### Records from a point labeling set
● ● ● ●

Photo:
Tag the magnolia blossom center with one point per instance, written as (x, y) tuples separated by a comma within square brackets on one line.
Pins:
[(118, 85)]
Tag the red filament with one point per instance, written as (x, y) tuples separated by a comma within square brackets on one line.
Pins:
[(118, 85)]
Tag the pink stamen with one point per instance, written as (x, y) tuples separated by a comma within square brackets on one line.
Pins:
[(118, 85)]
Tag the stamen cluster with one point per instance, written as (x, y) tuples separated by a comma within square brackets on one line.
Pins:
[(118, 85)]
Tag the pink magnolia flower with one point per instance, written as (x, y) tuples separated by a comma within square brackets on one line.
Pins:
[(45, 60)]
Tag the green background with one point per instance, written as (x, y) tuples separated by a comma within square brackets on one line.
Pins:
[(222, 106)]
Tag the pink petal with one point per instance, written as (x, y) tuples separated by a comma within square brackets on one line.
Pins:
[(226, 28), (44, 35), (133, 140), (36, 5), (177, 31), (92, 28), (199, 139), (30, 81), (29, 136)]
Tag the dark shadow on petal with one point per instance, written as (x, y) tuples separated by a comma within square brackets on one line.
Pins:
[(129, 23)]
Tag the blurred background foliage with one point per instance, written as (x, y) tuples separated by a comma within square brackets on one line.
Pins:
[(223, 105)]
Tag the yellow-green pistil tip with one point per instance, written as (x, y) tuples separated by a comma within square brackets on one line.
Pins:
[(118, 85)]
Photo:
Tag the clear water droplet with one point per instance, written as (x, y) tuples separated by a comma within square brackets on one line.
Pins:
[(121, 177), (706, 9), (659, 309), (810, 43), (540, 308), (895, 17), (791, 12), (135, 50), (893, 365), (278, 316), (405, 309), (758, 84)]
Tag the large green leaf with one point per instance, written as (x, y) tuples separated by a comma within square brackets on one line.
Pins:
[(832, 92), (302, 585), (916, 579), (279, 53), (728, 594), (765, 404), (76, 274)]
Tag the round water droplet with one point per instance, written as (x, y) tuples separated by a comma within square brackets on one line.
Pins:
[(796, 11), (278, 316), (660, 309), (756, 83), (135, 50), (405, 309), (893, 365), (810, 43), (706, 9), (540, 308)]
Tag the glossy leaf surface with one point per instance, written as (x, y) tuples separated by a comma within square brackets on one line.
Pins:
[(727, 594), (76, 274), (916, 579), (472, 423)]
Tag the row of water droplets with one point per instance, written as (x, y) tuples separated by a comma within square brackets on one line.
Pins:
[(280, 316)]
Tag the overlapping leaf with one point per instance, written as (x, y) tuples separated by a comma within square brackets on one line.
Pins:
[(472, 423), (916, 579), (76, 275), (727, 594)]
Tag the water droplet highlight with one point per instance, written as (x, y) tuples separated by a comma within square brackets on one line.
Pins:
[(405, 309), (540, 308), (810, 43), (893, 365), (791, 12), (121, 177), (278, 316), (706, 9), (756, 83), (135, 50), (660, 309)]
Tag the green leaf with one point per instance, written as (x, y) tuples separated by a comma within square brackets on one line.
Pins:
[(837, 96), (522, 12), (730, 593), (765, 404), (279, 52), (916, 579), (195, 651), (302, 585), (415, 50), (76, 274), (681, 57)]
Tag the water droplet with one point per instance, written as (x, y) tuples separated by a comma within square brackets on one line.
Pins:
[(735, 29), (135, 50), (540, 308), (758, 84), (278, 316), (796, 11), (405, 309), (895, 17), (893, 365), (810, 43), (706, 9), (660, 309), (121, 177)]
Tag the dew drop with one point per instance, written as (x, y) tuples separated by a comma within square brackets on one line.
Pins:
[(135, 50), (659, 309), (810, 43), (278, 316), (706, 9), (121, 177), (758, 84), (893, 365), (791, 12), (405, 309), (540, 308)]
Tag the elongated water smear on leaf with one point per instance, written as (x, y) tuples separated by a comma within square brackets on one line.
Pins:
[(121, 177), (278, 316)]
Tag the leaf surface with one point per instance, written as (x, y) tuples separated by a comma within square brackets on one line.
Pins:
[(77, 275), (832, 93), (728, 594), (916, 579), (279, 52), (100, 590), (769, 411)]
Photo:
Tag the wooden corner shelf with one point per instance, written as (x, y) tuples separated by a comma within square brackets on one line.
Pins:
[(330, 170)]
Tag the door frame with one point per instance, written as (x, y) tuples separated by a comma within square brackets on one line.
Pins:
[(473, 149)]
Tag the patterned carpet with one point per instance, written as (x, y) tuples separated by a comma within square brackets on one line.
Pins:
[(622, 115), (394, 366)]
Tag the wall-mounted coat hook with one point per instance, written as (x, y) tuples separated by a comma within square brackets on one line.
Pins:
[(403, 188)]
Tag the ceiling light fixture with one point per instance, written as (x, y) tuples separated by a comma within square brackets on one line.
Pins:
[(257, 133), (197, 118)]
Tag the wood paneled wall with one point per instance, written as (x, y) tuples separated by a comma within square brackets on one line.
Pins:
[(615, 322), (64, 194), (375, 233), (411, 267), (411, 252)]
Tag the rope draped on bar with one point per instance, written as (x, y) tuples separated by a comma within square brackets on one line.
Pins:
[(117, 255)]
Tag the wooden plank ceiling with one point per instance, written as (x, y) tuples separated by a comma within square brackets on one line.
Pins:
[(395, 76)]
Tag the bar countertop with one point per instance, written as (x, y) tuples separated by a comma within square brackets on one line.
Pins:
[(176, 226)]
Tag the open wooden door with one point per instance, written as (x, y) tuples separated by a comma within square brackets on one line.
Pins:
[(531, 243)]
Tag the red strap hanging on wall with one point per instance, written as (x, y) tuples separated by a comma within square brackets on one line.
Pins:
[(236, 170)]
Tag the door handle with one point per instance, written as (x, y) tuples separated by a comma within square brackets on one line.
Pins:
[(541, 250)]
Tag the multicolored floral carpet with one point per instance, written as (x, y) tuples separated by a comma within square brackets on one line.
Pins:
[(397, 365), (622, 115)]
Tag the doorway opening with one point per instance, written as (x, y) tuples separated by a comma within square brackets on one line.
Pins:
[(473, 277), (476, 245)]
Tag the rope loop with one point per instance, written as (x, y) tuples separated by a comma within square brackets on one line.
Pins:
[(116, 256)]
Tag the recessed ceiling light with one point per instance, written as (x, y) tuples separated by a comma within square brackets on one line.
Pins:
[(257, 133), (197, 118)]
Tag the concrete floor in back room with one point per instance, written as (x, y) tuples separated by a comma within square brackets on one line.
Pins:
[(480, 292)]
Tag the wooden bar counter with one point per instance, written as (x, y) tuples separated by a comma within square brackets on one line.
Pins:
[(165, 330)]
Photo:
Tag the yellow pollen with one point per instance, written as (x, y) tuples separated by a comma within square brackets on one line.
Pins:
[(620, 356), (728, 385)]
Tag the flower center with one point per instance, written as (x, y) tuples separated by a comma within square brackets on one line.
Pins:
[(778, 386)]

● ● ● ●

### Requirements
Give these records as a two-column CSV with columns "request" and "answer", one row for each request in all the records. Put each field in quotes and turn any line breaks into spaces.

### Solution to this task
request,answer
"Photo: Tag the magnolia blossom center with one point per instance, written as (x, y) tuples separated by a comma within square brackets on one line. Pins:","[(118, 85)]"
"Tag the red filament with one point per instance, written as (x, y) tuples separated by a comma within square brackets on one line. Pins:","[(118, 85)]"
"Tag the pink stamen with one point per instance, written as (x, y) tuples separated by a comma within square brackets on one line. Pins:","[(118, 85)]"
"Tag the stamen cluster with one point per instance, written as (x, y) tuples separated by a comma within square brackets on one line. Pins:","[(118, 85)]"
"Tag the pink magnolia flower with one point per instance, written as (x, y) tuples separated by a comma within square brackets on one line. Pins:","[(45, 60)]"
"Tag the green background with one point per instance, written as (x, y) tuples separated by a comma within square brackets on one line. Pins:","[(222, 106)]"
"Tag the pink petal with one point per instance, written as (x, y) tuples separated by a comma within square brackets on one line. Pins:","[(226, 28), (44, 35), (133, 140), (36, 5), (177, 31), (92, 28), (199, 139), (30, 81), (29, 136)]"
"Tag the dark shadow on petal with one point per instance, written as (x, y) tuples separated by a comma within square brackets on one line. Pins:","[(129, 23)]"
"Tag the blurred background foliage with one point per instance, written as (x, y) tuples separated by a comma within square brackets on one line. Pins:","[(223, 105)]"
"Tag the yellow-green pistil tip with one point per instance, written as (x, y) tuples separated by a comma within square brackets on one line. Pins:","[(118, 85)]"
"Photo: Tag the clear water droplet with one point per instance, written as (x, y) tuples separated by a comma within square brackets on one line. Pins:","[(121, 177), (706, 9), (659, 309), (810, 43), (540, 308), (895, 17), (791, 12), (135, 50), (893, 365), (278, 316), (405, 309), (758, 84)]"
"Tag the large green leaf with one point per instance, written as (x, y) tuples separated by a comma within square brackets on one line. Pins:","[(832, 92), (302, 585), (916, 579), (279, 53), (728, 594), (765, 404), (76, 274)]"
"Tag the round water droplet with one point per instance, written as (x, y) tuples separated by a comma within square brackets on one line. Pins:","[(796, 11), (278, 316), (660, 309), (756, 83), (135, 50), (405, 309), (893, 365), (810, 43), (706, 9), (540, 308)]"
"Tag the glossy leaf surface with one point per instance, written as (x, y) tuples separated by a comma within square brackets on one line. Pins:","[(727, 594), (76, 274), (916, 579), (472, 423)]"
"Tag the row of water droplets with one point per instance, written as (x, y) tuples separated by a comma within square brackets on one line. Pins:","[(280, 316)]"
"Tag the overlapping leaf with one point per instance, written as (x, y) tuples separated by a comma within square brackets on one line. Pins:","[(472, 423), (916, 579), (76, 275), (727, 594)]"
"Tag the water droplet highlight with one point per instance, written as (x, y) tuples separated by a comma within square brackets on one line. Pins:","[(405, 309), (540, 308), (810, 43), (893, 365), (791, 12), (121, 177), (278, 316), (706, 9), (756, 83), (135, 50), (660, 309)]"
"Tag the green leaf with one point per instance, written as (x, y) tuples separated by a comma within square brackets on one line. Pins:","[(837, 96), (522, 12), (730, 593), (765, 404), (279, 52), (916, 579), (195, 651), (302, 585), (415, 50), (76, 274), (681, 57)]"
"Tag the water droplet with one point per instance, written as (x, y) tuples separated by a comma within square brackets on one line. Pins:","[(735, 29), (135, 50), (540, 308), (758, 84), (278, 316), (796, 11), (405, 309), (895, 17), (893, 365), (810, 43), (706, 9), (660, 309), (121, 177)]"
"Tag the dew drop with one point per instance, written as (x, y) tuples separated by a comma within square brackets on one line. Pins:","[(135, 50), (659, 309), (810, 43), (278, 316), (706, 9), (121, 177), (758, 84), (893, 365), (791, 12), (405, 309), (540, 308)]"
"Tag the elongated water smear on leaf with one point per instance, written as (x, y) tuples separated by a comma within square brackets on one line. Pins:","[(121, 177), (278, 316)]"
"Tag the leaf surface with one point per instance, written as (x, y) tuples separated by a comma within square brackets on one line. Pins:","[(77, 275), (832, 93), (728, 594), (916, 579), (279, 52), (100, 590), (769, 411)]"
"Photo: Tag the wooden corner shelf with one point per instance, written as (x, y) tuples separated by a comma within square brackets on one line. Pins:","[(330, 170)]"
"Tag the door frame with one point per instance, written as (x, y) tuples separated by a comma within square brackets on one line. Pins:","[(473, 149)]"
"Tag the patterned carpet with one point per instance, written as (x, y) tuples separated by a comma within square brackets on one line. Pins:","[(622, 115), (394, 366)]"
"Tag the wall-mounted coat hook with one point per instance, written as (x, y) tuples separated by a comma within square brackets on one line. Pins:","[(403, 188)]"
"Tag the ceiling light fixture with one point per instance, written as (x, y) tuples separated by a comma within square brackets on one line. Pins:","[(257, 133), (197, 118)]"
"Tag the wood paneled wall with one point per instance, written as (x, y) tuples separated by a comma within square brackets on one line. Pins:","[(615, 322), (64, 194), (375, 233), (411, 267), (411, 252)]"
"Tag the rope draped on bar with one point per instance, written as (x, y) tuples separated by a comma within square brackets on one line. Pins:","[(117, 255)]"
"Tag the wooden plank ceiling with one point per instance, written as (x, y) tuples separated by a comma within square brackets on one line. Pins:","[(395, 76)]"
"Tag the bar countertop with one point per instance, written as (x, y) tuples separated by a comma within square brackets on one line. Pins:","[(176, 226)]"
"Tag the open wooden door with one point per instance, written as (x, y) tuples separated by a comma within square brackets on one line. Pins:","[(531, 243)]"
"Tag the red strap hanging on wall with one point per instance, written as (x, y) tuples separated by a comma within square brackets on one line. Pins:","[(236, 170)]"
"Tag the door handle with one point per instance, written as (x, y) tuples separated by a comma within square brackets on one line. Pins:","[(541, 250)]"
"Tag the multicolored floral carpet with one point per instance, written as (x, y) tuples separated by a comma within square brackets on one line. Pins:","[(397, 365), (622, 115)]"
"Tag the doorway opening with one point per instance, written as (x, y) tuples separated by a comma within square brackets on one line. Pins:","[(473, 277), (476, 245)]"
"Tag the rope loop with one point per instance, written as (x, y) tuples separated by a comma within square brackets on one line. Pins:","[(116, 256)]"
"Tag the recessed ceiling light with one point per instance, written as (x, y) tuples separated by a comma within square brackets on one line. Pins:","[(257, 133), (197, 118)]"
"Tag the concrete floor in back room with one point per instance, written as (x, y) tuples separated by a comma within square brackets on one line. Pins:","[(480, 292)]"
"Tag the wooden bar counter with one point per instance, written as (x, y) tuples separated by a comma within square brackets on one line. Pins:","[(165, 330)]"
"Photo: Tag the yellow pollen with one point per instance, written as (x, y) tuples separated by a comma within square brackets on one line. Pins:","[(620, 356), (728, 385)]"
"Tag the flower center with one point per instance, written as (x, y) tuples separated by a comma within square brackets on one line. Pins:","[(778, 386)]"